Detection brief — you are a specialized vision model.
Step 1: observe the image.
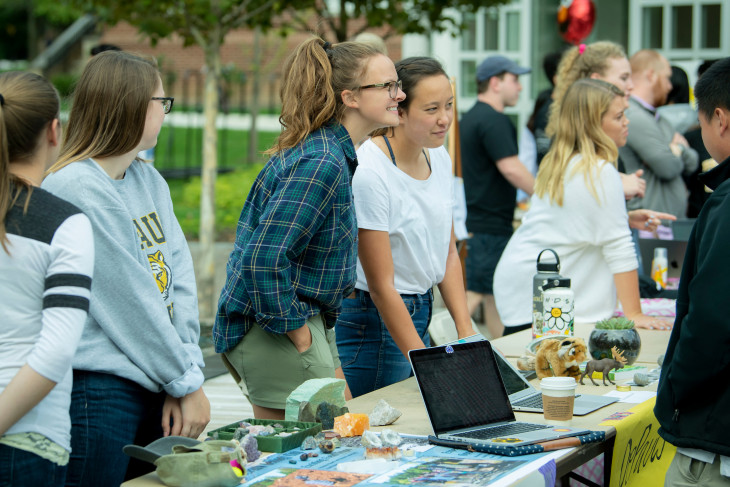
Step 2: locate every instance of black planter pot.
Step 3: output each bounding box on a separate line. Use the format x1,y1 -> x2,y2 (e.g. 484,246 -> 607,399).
588,328 -> 641,365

════════

● Problem details: Update the items above by replacing "black planter pot" with "dark ceramic flower pot" and keep everything else the same. Leave the pictures out of your answer.

● Response to this exercise:
Detection brief — you are a specialized vision model.
Step 1: observe the image.
Step 2: locate every instance of dark ceramic flower pot.
Step 3: output each bounding box on a separate line. Use the format x1,y1 -> x2,y2 (e.g. 484,246 -> 607,399).
588,328 -> 641,365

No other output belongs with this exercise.